§ **Document**:
Hazard tracking is the process of identifying, assessing, recording, and managing hazards in the workplace. Its purpose is to proactively prevent harm by ensuring risks are controlled, reduced, or eliminated so far as is reasonably practicable.

Rather than treating hazards as one-off issues, hazard tracking provides a structured, auditable way to follow risks from identification through to verified close out.

How to track hazards

Effective hazard tracking typically follows a clear cycle:

  • Identification: Spotting hazards through various methods, including inspections, audits, employee reports, near-miss data, and trend analysis.
  • Assessment: Evaluating the likelihood of harm and the potential severity to determine risk level and priority.
  • Logging: Recording the hazard in a formal system, including details on location, risk rating, responsible owners, and required actions. This step is critical for compliance and traceability.
  • Mitigation: Implementing control measures to remove the hazard or reduce the risk to an acceptable level.
  • Monitoring: Regularly reviewing hazards to ensure controls remain effective. Hazard tracking is a continuous process, not a one-time activity.

 

What is a hazard tracking system?

A hazard tracking system (HTS), sometimes referred to as a hazard log, is a structured way to manage hazards from identification to close-out.

Dedicated health and safety software is one of the most effective ways to support hazard tracking. It provides a centralised system to record hazards, assign actions, monitor progress, and retain evidence – facilitating proactive risk management and regulatory compliance.

What is an example of a hazard tracking system?

A typical hazard tracking workflow might look like this:

  • An employee submits a hazard via their smartphone using an app such as Notify’s Incident Reporting Software. The report takes less than 60 seconds and includes photo and location data.
  • The software automatically notifies the relevant supervisor based on site or area.
  • The supervisor, or the employee submitting the report, assigns corrective actions (one hazard may generate multiple actions).
  • Each action has an owner, due date, reminders, and escalation if overdue.
  • Close-out requires evidence (for example, a photo or attachment) and verification by a second person.
  • Dashboards provide visibility of open hazards, overdue actions, repeat issues, and high-risk items.

Example hazard record

Location: Warehouse bay 3

Hazard: Damaged floor surface causing a trip risk

Risk rating: Medium (L3 × S2)

Immediate control: Area marked and temporarily cordoned off with barriers

Actions:

1) Repair flooring (Owner: Facilities Manager, Due: 7 days)

2) Review inspection frequency (Owner: Safety Manager, Due: 30 days)

Close out: Photo of repair and verification walk-through

Why is hazard tracking important?

Hazard tracking plays a vital role in preventing accidents, injuries, and ill health by addressing risks before harm occurs. It:

  • Ensures accountability by assigning clear ownership for hazards and actions
  • Provides visibility of recurring hazards and underlying causes
  • Supports continuous improvement through data-driven insights
  • Creates a documented audit trail to demonstrate effective risk management

Formal hazard tracking is a core component of a robust health and safety management system.

How can hazard tracking improve compliance with UK HSE regulations?

A structured hazard tracking process helps organisations meet UK HSE requirements by providing evidence that hazards are identified, assessed, and controlled in line with:

  • The Health and Safety at Work etc. Act 1974
  • The Management of Health and Safety at Work Regulations 1999

By logging hazards, assigning actions, and verifying close-out, organisations can demonstrate that risks are managed so far as is reasonably practicable. This approach reduces reliance on informal fixes and paperwork, supports employee consultation, and helps lower the likelihood of RIDDOR-reportable incidents occurring.

§ **Dataset records**:
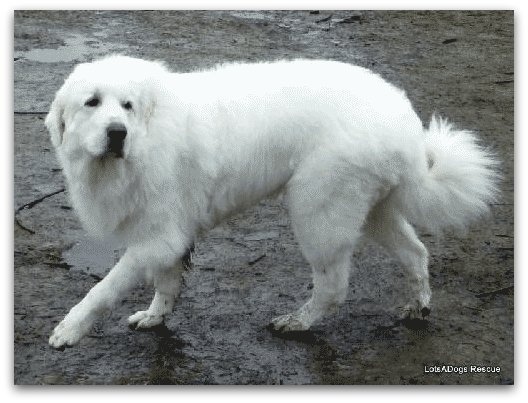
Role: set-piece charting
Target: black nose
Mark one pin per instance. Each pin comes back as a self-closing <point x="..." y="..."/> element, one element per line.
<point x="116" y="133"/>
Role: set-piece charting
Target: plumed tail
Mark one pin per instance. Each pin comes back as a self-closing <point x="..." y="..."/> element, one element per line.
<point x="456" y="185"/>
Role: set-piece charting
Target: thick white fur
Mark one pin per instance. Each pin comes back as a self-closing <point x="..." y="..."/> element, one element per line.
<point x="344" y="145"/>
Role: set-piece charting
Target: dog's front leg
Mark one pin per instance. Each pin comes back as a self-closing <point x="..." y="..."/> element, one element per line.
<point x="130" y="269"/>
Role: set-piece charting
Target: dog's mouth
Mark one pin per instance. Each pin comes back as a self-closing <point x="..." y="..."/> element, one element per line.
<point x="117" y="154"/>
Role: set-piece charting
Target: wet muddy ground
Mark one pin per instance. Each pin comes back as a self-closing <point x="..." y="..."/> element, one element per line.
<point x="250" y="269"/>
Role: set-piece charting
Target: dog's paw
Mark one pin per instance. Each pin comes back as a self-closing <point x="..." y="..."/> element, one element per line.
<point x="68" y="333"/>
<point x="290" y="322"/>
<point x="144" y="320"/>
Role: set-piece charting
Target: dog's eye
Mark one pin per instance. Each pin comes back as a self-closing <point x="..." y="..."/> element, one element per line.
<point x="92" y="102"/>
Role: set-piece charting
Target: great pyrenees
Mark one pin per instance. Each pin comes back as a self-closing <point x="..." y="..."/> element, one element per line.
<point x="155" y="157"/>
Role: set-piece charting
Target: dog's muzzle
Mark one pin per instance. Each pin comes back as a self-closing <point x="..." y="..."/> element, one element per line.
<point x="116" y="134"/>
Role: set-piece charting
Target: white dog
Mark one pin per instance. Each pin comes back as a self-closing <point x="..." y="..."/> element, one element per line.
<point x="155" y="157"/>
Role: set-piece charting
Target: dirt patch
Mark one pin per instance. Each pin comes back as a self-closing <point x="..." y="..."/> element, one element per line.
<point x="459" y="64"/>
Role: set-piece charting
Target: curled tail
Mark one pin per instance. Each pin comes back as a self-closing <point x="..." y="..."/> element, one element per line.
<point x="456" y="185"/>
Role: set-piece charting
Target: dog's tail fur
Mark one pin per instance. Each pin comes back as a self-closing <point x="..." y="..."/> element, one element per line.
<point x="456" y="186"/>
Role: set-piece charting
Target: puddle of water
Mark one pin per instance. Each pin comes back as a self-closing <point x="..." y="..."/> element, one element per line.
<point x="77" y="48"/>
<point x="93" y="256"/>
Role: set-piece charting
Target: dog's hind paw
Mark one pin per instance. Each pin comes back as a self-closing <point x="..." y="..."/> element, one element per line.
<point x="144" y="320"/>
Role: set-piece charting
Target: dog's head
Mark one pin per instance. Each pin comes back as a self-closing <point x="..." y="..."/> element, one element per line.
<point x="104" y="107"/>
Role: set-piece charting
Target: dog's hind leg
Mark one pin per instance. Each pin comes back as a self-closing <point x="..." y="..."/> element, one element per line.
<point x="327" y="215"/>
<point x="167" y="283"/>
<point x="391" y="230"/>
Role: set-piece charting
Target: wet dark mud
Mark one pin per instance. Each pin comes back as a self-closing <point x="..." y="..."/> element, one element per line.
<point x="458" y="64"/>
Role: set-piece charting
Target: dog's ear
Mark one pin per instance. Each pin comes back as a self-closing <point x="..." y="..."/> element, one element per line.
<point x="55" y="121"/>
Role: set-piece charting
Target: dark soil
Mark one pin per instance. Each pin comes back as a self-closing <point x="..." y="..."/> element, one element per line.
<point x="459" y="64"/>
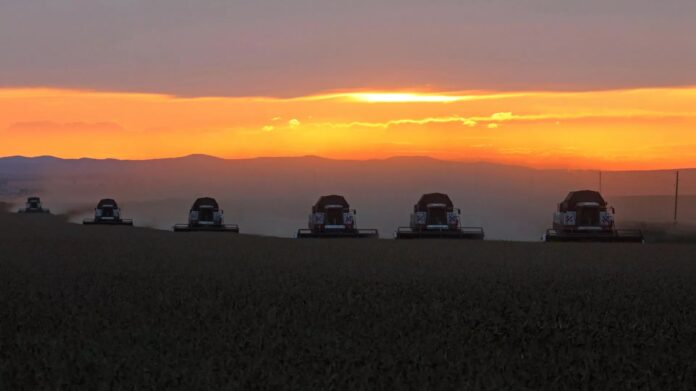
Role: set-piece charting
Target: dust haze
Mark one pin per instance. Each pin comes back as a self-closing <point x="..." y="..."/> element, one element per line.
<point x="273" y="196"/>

§ **Tasks to perform**:
(1) Could you reproduce the hazard tracking article from "Rather than treating" up to and including "verified close out.", swapping "one-off issues" for "isolated problems"?
(2) How would the hazard tracking article carry on? Write the next part.
The listing has no connection to the hazard tracking article.

§ **Answers for the exercise**:
(1)
Rather than treating hazards as isolated problems, hazard tracking provides a structured, auditable way to follow risks from identification through to verified close out.

(2)
A well-maintained hazard tracking system also provides a defensible audit trail for HSE inspections, showing that risks are actively monitored and continuously improved.

 

Hazard tracking documentation providing an audit trail

 

How to implement hazard tracking in workplace safety management

Successful hazard tracking starts by making it easy for employees to report hazards consistently. Reports should capture key information such as location, hazard type, risk level, and supporting evidence.

Each hazard should follow a defined workflow:

  • Review and prioritisation based on risk
  • Assignment to a responsible owner
  • Tracking through to close out

Regularly reviewing hazard data helps organisations identify trends, recurring risks, and overdue actions. This insight strengthens risk assessments, informs preventative controls, and embeds hazard tracking as a proactive part of everyday safety management rather than a reactive compliance task.

The key steps are as follows:

1.) Identify hazards

2.) Assess risk

3.) Implement control measures

4.) Monitor progress

5.) Continually review and improve

Explore five ways to engage employees in hazard reporting.

How does Notify supports hazard tracking?

Notify supports effective hazard tracking through a cloud-based platform that makes it easy to report hazards in real time and track corrective actions through to close-out.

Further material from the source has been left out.